**Exercise prompt**
Report every line of the material below that contains the word "shrub", matching case exactly.

** Start of Available data **

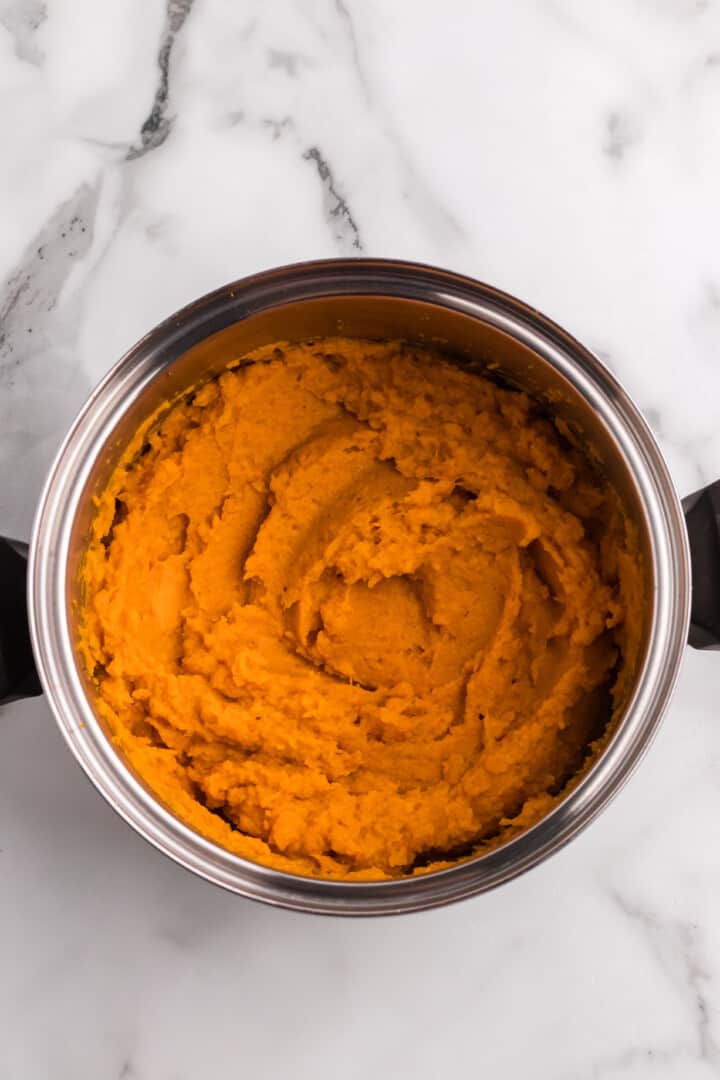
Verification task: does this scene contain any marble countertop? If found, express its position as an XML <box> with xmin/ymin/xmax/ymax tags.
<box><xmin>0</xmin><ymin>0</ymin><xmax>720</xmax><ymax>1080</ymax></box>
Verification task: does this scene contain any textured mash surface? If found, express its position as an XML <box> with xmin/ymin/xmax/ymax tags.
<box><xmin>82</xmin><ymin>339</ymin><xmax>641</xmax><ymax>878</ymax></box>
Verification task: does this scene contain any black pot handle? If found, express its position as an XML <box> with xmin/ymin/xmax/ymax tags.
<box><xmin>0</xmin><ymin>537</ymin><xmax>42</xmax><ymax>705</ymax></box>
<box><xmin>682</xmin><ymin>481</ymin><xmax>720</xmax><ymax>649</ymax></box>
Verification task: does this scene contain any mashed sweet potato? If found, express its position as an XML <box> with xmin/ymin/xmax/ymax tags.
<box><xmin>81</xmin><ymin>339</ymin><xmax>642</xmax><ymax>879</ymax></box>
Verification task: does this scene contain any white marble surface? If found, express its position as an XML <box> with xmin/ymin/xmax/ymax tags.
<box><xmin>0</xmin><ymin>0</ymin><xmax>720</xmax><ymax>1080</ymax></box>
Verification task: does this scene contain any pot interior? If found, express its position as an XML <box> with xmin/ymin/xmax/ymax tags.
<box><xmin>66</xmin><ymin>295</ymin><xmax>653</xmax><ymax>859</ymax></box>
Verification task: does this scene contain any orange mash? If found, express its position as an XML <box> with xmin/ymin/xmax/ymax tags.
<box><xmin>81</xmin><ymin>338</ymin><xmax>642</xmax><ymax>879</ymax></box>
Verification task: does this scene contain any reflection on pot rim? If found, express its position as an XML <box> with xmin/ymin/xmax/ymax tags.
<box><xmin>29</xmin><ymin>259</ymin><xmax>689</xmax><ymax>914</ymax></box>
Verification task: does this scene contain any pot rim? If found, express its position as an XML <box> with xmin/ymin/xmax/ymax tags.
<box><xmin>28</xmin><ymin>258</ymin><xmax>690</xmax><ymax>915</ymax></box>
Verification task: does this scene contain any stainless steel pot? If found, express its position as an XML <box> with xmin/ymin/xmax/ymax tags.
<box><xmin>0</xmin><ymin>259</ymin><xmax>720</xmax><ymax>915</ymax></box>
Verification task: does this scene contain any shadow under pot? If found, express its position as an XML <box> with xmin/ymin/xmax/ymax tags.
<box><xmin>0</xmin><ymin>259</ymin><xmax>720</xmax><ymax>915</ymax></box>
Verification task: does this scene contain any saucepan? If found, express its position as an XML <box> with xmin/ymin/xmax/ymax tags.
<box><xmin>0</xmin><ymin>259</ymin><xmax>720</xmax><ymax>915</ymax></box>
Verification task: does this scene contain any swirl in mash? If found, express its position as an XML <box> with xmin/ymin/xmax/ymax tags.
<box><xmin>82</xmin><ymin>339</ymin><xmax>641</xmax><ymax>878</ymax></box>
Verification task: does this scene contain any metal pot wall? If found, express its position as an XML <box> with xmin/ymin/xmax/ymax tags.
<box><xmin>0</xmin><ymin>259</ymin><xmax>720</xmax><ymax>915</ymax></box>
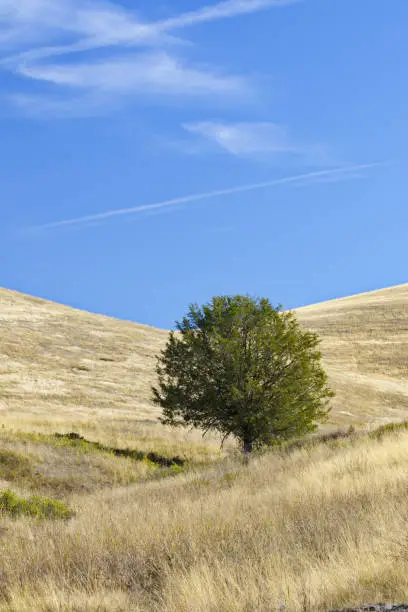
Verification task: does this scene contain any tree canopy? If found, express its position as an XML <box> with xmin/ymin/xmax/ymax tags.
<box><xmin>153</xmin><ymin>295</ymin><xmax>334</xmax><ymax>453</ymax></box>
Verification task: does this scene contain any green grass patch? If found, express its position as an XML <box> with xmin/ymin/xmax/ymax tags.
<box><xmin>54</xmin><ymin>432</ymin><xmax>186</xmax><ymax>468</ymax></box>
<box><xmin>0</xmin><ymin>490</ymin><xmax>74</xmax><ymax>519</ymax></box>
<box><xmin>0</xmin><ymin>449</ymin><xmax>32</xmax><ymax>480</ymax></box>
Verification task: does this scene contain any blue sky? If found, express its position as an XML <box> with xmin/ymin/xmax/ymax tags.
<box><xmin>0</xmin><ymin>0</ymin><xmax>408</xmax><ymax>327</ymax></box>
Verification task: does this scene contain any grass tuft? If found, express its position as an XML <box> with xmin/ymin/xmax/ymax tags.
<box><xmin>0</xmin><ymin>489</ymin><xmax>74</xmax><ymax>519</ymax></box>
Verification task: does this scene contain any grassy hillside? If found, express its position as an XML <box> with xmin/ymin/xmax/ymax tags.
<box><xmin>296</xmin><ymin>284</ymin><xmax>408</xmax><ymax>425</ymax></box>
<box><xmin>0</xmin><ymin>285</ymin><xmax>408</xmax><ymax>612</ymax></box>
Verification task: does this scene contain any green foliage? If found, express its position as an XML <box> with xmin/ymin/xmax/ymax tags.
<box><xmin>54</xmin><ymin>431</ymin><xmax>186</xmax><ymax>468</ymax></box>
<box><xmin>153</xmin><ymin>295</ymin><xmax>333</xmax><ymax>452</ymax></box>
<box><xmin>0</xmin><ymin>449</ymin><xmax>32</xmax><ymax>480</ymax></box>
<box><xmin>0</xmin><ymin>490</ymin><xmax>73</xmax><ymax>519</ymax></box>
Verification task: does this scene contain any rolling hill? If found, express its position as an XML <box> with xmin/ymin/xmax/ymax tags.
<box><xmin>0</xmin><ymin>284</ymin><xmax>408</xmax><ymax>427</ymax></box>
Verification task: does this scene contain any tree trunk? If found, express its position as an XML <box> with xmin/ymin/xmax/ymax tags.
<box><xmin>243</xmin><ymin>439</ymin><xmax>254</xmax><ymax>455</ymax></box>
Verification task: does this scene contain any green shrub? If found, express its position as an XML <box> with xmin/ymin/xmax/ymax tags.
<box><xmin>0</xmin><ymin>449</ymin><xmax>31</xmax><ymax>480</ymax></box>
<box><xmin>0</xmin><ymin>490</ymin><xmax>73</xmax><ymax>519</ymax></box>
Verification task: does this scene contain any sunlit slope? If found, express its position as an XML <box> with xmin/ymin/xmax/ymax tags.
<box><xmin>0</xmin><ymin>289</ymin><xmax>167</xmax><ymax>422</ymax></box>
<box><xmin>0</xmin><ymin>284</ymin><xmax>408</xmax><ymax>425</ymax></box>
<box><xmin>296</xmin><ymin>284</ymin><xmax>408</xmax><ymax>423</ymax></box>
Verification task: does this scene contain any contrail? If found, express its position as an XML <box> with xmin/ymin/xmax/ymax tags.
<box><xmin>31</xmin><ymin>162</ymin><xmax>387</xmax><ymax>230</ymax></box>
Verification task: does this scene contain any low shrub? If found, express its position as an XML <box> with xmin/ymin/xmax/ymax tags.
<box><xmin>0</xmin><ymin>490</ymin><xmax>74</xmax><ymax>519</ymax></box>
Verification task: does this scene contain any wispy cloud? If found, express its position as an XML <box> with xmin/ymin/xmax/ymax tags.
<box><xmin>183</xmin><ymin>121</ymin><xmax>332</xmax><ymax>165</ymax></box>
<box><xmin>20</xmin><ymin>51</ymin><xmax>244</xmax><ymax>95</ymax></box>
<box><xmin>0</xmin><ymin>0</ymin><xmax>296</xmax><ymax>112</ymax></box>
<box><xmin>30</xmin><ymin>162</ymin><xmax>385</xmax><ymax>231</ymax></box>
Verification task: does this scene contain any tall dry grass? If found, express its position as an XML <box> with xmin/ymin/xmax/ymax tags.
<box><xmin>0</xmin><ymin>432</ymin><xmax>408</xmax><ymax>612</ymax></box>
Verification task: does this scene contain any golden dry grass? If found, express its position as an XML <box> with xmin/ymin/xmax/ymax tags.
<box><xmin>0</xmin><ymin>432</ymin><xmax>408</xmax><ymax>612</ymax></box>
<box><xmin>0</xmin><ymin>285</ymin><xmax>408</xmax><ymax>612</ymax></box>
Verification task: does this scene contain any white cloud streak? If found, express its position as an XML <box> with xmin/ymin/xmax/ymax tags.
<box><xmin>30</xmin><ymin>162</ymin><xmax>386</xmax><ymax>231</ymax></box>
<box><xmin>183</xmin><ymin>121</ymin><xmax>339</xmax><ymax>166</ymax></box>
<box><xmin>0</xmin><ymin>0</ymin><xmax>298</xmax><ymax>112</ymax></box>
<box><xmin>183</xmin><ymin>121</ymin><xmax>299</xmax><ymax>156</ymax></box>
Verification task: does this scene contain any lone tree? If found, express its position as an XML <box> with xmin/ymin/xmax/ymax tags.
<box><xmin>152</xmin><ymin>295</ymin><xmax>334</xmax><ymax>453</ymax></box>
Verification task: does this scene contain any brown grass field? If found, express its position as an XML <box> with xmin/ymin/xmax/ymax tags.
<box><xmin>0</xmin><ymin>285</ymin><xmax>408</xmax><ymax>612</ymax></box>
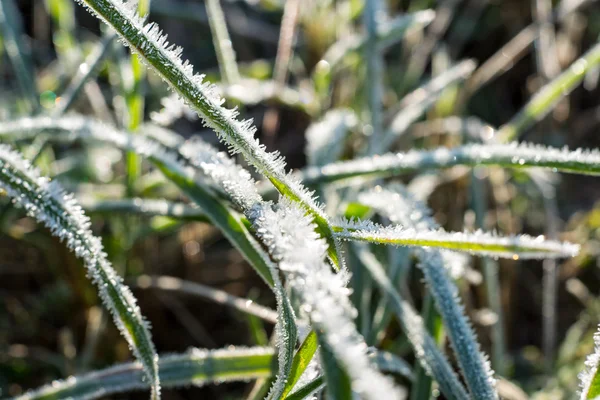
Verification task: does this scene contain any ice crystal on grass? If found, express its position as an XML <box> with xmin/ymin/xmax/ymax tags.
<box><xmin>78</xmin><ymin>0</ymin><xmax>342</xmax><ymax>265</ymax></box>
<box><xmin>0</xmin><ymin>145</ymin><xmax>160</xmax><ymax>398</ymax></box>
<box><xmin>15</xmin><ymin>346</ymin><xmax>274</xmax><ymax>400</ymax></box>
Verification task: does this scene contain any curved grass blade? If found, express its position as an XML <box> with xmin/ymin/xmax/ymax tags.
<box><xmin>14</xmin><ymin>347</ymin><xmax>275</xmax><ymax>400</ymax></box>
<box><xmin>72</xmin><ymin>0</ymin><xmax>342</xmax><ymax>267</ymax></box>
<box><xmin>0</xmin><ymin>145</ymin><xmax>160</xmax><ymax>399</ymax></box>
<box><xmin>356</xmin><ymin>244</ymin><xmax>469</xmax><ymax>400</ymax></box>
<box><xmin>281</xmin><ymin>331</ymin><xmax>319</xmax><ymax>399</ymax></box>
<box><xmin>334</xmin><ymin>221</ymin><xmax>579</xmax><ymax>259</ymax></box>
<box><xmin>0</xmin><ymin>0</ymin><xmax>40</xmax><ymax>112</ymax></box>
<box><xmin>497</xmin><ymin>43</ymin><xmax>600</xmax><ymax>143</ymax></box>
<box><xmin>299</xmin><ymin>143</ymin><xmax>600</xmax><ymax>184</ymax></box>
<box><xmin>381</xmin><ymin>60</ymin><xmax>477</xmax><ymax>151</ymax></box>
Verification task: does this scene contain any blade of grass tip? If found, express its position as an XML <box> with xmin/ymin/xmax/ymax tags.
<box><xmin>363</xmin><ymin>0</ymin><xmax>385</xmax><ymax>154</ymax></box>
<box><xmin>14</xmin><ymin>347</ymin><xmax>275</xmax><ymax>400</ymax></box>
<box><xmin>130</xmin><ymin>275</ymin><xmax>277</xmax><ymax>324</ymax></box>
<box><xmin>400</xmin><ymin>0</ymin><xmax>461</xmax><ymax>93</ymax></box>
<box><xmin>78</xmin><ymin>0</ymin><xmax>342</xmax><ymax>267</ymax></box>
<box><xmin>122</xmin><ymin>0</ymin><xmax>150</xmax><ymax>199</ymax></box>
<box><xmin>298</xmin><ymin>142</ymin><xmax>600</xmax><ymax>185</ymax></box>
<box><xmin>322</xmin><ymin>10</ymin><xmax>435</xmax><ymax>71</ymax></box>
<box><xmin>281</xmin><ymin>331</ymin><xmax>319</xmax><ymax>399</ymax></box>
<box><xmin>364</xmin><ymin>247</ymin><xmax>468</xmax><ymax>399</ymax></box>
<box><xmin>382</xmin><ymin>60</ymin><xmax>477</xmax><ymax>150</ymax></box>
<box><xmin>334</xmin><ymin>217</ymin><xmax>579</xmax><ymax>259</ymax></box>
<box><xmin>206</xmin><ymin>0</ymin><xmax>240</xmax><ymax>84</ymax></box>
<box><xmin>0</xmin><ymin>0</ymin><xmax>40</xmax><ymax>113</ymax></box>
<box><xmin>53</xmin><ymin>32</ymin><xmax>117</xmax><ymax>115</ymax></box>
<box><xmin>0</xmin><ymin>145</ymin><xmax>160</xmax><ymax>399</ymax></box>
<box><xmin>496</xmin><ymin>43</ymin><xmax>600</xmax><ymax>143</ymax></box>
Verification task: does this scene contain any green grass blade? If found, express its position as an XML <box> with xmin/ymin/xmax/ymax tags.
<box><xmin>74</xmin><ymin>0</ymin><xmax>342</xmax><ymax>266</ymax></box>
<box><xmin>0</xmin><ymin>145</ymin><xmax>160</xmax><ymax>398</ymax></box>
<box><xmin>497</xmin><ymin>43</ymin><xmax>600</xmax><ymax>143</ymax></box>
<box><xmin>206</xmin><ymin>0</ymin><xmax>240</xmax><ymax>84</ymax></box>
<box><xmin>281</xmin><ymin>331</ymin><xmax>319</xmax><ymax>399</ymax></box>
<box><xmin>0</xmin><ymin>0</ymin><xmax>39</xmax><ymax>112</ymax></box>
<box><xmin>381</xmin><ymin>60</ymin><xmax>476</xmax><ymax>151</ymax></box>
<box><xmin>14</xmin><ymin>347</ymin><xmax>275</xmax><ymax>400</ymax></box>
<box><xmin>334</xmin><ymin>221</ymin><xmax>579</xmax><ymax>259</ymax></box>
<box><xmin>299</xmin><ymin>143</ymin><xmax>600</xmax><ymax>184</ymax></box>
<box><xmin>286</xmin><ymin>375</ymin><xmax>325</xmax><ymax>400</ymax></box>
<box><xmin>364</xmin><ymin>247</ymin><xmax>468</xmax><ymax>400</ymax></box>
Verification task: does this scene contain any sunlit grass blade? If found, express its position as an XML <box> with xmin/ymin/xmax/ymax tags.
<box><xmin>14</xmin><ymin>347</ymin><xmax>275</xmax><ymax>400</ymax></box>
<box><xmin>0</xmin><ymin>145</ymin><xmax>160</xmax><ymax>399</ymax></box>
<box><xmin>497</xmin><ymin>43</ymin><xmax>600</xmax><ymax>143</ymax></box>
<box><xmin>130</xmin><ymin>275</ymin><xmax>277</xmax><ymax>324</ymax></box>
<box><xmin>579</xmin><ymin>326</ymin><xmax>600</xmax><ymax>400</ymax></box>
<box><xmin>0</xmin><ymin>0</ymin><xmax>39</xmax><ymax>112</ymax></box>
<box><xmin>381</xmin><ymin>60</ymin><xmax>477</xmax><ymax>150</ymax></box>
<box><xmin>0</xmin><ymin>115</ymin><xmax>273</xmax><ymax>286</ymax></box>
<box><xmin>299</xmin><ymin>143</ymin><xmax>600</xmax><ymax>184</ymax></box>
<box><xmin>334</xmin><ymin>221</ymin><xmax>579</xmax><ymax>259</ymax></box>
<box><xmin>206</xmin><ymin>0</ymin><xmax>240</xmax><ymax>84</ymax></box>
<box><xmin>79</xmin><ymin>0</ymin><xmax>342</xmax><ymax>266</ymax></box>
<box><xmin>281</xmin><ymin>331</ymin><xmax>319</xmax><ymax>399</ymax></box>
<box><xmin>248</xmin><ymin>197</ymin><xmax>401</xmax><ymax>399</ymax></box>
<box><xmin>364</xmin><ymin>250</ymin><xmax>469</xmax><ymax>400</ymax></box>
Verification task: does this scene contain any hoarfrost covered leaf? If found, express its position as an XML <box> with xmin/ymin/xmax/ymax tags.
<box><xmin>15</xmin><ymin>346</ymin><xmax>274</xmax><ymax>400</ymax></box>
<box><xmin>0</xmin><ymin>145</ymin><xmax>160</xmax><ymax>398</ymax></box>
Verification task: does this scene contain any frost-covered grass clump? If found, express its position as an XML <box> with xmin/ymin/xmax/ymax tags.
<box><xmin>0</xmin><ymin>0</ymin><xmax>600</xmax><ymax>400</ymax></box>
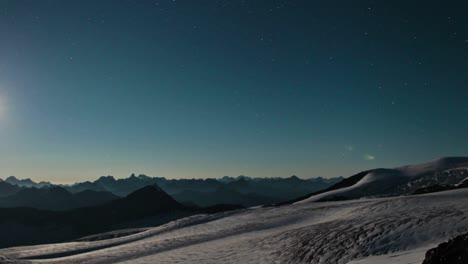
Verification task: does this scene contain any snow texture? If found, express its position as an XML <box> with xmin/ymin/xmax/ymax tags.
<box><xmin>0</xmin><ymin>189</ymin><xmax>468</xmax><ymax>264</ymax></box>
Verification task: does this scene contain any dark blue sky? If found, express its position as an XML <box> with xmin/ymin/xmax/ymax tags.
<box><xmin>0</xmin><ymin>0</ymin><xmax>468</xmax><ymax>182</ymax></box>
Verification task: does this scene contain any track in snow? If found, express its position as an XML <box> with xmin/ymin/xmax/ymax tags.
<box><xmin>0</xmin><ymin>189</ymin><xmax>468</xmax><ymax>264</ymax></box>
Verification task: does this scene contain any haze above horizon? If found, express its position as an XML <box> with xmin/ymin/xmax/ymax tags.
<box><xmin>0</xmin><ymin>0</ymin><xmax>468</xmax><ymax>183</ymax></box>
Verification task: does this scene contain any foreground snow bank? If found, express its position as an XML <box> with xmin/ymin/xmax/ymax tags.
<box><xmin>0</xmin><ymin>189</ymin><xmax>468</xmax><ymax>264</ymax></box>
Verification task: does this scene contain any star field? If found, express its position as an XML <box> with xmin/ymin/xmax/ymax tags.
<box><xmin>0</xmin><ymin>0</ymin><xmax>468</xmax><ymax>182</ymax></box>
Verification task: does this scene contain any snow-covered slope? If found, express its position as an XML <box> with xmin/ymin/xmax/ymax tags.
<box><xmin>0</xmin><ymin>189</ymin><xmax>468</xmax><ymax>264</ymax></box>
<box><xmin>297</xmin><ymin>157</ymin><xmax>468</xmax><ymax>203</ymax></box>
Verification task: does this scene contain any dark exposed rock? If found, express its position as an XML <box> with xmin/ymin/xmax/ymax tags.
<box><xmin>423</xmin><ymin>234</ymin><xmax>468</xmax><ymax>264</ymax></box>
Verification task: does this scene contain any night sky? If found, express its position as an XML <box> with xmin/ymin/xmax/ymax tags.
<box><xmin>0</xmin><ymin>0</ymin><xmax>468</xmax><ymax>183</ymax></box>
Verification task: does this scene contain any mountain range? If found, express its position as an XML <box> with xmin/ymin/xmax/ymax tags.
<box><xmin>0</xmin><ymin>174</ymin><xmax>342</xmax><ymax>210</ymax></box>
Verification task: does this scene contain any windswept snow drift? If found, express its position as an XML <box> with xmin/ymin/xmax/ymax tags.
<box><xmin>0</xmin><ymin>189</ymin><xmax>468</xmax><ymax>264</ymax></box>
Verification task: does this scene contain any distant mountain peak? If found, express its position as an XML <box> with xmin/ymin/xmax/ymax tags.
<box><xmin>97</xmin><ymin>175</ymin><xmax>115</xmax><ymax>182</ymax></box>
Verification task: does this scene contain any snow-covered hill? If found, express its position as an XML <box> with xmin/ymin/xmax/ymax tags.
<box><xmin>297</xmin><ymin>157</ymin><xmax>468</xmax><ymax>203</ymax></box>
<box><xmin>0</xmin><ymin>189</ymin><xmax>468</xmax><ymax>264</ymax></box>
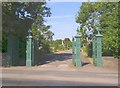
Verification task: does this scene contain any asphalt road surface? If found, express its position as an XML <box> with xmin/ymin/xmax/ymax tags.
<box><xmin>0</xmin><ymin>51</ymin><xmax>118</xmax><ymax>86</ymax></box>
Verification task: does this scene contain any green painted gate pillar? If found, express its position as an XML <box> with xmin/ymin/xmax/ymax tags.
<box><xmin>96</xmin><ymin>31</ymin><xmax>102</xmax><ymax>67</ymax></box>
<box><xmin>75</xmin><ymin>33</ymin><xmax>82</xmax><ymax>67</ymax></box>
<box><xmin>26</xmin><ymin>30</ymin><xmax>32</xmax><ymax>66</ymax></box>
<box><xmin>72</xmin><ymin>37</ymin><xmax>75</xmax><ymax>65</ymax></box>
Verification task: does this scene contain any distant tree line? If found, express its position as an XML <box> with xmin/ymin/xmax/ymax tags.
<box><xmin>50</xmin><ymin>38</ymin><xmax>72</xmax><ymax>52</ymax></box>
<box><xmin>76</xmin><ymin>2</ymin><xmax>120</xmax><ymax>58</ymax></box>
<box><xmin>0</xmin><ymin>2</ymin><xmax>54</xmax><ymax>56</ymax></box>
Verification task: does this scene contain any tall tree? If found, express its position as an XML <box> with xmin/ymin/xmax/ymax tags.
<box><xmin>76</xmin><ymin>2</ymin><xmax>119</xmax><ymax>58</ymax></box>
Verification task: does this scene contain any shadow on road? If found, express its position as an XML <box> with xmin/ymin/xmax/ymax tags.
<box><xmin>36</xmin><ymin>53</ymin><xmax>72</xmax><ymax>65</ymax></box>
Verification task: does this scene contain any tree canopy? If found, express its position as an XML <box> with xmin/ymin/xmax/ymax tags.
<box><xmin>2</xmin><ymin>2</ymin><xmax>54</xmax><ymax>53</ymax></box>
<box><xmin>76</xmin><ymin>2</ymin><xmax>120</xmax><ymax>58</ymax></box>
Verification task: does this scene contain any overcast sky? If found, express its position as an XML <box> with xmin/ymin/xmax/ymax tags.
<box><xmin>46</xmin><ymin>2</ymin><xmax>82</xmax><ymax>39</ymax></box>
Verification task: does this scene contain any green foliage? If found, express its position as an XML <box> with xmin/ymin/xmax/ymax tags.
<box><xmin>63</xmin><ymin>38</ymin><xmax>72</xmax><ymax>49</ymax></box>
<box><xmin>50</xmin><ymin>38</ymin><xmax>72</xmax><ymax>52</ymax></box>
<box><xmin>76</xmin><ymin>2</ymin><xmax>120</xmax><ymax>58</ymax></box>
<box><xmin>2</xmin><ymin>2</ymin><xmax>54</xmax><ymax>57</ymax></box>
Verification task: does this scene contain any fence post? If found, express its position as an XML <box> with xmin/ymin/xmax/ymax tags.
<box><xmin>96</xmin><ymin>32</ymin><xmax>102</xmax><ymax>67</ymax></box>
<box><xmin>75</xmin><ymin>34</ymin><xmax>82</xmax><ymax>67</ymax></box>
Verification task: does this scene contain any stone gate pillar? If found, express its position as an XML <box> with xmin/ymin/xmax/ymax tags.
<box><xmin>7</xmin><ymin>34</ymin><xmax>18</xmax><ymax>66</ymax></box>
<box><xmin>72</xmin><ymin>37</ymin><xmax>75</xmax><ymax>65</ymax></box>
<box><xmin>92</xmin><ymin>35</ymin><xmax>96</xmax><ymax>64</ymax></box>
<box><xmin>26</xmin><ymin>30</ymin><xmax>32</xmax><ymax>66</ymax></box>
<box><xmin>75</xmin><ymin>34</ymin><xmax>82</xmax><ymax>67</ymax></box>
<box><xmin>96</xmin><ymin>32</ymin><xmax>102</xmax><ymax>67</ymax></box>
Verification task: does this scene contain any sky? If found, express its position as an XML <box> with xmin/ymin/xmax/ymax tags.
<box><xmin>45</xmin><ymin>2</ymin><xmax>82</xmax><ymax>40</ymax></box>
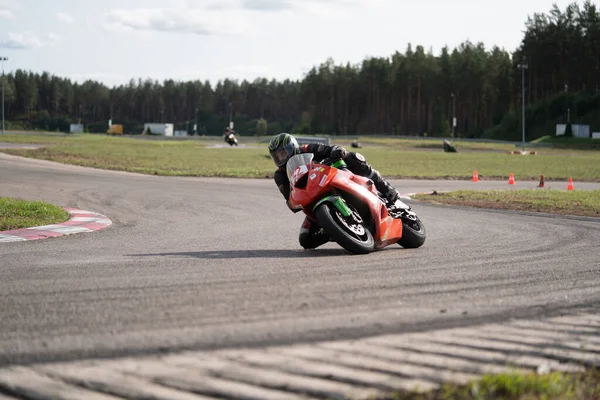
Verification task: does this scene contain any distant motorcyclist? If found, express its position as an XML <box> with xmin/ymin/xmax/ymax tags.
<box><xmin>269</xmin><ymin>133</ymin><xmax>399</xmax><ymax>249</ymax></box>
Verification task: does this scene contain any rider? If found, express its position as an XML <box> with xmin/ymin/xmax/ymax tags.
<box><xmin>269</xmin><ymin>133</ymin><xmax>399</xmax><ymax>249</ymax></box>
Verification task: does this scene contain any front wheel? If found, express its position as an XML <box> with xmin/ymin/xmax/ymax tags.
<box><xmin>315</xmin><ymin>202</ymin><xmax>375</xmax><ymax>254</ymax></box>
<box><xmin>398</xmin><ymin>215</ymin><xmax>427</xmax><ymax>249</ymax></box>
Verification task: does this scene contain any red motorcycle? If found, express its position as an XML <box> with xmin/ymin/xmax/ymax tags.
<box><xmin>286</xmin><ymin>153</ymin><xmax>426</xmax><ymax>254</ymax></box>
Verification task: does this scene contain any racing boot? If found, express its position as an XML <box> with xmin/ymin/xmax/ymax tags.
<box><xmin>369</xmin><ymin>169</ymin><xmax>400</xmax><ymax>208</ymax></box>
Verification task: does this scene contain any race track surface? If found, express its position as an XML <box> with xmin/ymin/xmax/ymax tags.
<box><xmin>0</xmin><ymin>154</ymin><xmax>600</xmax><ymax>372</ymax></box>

** End of Available data **

**Output of the exercise**
Verification task: does this scene contain any green shrub? If found, express its position as an XML <box> with xmin/ymin/xmax/ymax tags.
Verification task: does this scene contain any low shrub? If found, express its position as an XML <box> with xmin/ymin/xmax/ymax tags.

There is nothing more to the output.